Exercise aim: Turn the records from the line with "the yellow windshield" to the line with "(1109, 229)", both included, into a Markdown table with the columns Row and Line, giving each line a row number and leaving out blank lines.

Dataset rows:
↓↓↓

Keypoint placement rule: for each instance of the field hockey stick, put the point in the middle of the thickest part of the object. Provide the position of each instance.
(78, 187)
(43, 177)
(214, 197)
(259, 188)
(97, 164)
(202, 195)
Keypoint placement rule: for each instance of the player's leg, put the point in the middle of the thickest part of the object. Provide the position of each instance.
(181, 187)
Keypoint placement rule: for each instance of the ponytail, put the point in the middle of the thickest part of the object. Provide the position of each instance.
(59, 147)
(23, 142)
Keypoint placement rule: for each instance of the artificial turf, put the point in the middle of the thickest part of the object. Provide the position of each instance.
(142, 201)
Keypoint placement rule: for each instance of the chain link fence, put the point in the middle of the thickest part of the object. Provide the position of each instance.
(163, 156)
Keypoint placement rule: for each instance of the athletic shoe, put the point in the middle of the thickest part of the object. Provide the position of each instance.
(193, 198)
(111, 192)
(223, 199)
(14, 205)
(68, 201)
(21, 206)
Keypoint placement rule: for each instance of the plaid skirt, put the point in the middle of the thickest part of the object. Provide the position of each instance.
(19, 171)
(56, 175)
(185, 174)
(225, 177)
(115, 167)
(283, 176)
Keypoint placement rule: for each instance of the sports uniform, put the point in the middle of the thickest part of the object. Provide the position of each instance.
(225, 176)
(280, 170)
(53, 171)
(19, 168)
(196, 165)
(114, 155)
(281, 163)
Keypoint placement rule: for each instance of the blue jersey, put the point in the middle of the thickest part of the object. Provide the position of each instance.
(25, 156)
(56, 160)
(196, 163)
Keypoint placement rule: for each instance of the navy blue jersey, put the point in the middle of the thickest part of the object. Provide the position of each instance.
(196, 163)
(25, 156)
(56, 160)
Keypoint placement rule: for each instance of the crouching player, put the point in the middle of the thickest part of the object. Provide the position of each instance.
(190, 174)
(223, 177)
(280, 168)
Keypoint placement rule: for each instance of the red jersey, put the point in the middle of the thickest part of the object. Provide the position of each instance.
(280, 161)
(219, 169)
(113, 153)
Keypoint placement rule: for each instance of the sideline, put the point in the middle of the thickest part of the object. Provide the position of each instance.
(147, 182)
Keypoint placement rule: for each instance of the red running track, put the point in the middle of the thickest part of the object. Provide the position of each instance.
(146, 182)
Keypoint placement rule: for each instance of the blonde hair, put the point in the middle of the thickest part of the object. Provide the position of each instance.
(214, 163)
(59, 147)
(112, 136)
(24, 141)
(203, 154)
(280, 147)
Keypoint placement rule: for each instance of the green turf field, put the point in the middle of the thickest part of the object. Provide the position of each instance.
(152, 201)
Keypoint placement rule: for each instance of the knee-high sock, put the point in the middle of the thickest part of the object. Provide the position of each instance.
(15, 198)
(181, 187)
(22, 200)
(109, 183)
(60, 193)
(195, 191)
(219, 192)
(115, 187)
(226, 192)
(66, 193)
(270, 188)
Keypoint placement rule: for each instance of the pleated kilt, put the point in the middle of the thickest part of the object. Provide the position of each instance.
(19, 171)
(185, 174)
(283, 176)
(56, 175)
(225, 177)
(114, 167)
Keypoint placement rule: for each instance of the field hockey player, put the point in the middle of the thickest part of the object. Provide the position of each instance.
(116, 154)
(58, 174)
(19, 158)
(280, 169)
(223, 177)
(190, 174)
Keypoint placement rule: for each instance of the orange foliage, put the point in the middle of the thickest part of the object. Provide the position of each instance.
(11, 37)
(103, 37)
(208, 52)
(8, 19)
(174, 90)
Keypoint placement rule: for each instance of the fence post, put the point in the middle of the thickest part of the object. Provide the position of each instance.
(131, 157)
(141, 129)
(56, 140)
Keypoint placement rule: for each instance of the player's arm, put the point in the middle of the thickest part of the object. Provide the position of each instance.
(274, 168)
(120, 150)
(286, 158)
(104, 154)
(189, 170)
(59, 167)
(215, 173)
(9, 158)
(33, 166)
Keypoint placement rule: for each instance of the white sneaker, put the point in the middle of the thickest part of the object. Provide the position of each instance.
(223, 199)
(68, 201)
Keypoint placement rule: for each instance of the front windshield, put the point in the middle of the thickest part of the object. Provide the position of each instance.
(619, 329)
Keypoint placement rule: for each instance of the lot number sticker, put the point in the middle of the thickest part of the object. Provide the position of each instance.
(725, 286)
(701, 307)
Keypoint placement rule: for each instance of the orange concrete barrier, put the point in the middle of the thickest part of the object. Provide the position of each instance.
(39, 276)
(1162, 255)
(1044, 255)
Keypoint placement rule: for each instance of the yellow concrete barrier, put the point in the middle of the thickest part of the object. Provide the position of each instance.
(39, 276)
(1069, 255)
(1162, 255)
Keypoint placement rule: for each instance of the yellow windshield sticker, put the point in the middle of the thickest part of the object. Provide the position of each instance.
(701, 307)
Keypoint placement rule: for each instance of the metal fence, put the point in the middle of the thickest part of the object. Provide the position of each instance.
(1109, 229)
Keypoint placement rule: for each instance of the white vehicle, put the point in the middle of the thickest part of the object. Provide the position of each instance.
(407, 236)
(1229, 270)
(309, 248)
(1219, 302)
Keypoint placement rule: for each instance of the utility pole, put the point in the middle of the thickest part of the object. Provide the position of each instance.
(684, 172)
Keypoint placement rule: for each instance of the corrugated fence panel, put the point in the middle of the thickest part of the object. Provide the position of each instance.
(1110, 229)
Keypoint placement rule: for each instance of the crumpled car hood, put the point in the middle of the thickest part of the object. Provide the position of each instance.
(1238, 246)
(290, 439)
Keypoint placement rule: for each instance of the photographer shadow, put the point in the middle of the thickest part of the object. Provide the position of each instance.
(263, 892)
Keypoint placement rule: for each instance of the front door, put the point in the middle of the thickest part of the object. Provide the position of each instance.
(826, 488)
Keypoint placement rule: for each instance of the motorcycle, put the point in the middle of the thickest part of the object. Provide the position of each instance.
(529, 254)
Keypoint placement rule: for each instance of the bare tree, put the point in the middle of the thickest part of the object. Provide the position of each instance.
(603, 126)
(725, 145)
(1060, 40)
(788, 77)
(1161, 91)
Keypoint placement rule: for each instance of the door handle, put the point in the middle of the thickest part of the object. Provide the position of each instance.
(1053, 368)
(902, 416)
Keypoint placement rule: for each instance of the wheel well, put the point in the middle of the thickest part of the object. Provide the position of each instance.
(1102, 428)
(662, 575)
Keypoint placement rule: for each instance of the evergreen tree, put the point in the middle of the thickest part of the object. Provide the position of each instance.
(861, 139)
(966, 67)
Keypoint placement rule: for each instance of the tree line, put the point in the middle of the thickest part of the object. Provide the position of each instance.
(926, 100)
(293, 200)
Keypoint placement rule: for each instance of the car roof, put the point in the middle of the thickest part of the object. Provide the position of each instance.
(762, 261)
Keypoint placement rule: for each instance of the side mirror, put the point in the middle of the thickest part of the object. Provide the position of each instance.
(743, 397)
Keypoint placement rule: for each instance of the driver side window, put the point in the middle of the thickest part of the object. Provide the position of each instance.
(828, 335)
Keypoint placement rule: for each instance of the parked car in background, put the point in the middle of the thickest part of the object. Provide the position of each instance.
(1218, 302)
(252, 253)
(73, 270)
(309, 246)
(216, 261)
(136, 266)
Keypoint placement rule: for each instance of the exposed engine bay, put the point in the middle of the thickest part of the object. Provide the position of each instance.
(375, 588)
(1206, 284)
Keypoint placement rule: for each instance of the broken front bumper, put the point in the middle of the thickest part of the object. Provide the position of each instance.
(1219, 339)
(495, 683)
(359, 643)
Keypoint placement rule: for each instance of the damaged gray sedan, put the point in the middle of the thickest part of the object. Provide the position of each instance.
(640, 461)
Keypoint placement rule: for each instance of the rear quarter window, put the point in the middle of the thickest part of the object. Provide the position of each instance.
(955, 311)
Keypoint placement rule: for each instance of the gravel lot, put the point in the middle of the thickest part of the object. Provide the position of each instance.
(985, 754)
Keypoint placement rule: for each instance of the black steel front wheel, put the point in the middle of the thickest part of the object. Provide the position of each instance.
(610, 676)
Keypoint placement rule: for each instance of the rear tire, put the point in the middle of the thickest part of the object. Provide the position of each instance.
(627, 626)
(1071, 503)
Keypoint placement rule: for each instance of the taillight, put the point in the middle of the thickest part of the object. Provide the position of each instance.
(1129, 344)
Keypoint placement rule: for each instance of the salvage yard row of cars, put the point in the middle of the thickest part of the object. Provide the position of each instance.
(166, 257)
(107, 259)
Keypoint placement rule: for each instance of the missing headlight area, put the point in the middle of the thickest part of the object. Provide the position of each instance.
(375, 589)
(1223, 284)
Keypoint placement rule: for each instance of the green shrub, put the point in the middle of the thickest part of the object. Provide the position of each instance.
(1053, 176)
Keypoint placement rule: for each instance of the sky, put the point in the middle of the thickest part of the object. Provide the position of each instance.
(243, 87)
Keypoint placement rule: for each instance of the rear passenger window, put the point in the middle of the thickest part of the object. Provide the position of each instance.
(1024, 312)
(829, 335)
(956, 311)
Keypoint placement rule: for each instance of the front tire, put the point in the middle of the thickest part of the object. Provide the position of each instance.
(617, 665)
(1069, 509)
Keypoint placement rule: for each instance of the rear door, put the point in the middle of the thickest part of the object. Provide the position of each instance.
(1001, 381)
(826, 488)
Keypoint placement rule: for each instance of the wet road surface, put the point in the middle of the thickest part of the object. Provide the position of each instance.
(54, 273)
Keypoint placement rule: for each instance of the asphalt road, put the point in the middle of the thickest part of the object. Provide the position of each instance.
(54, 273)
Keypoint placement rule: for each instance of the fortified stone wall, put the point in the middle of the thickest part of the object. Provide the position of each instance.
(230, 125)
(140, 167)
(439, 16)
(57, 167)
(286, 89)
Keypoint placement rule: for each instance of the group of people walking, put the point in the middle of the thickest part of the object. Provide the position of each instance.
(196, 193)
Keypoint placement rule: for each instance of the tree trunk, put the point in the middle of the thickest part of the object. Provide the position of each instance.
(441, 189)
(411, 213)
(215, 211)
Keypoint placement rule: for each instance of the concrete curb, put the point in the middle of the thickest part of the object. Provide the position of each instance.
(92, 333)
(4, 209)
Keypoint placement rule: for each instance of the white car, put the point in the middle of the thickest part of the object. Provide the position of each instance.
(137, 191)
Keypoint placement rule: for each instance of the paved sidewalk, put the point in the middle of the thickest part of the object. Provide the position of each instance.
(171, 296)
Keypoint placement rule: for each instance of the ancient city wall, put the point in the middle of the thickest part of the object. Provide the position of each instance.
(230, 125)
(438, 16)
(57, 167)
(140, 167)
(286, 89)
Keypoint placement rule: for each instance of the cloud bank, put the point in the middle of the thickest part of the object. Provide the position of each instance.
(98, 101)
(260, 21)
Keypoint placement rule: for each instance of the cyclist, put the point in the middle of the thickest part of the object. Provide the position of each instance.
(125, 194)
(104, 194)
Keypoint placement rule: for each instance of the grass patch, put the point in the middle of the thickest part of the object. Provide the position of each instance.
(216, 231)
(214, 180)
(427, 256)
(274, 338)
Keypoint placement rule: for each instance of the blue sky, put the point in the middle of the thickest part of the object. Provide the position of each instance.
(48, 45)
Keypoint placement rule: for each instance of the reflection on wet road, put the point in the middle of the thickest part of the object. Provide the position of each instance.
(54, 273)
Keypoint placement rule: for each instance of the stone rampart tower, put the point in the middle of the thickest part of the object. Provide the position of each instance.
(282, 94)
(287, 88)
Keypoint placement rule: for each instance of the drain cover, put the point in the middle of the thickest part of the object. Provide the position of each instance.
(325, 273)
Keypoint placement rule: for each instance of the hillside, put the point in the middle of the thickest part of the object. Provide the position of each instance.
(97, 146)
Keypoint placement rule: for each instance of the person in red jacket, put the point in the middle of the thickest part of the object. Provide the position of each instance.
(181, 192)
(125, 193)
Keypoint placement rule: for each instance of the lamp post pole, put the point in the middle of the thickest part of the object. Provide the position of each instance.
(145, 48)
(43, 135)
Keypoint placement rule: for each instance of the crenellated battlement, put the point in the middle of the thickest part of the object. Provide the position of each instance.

↑↑↑

Answer to the problem:
| Row | Line |
|---|---|
| 1 | Keypoint placement rule: for each instance of the yellow windshield sticker, put the point in the middle of the thickest part of the object. Provide the position of each instance. |
| 2 | (701, 307) |
| 3 | Keypoint placement rule: for each instance of the metal fence, put the point in the middle of the thickest part of the object. Provide the position of each instance. |
| 4 | (1109, 229) |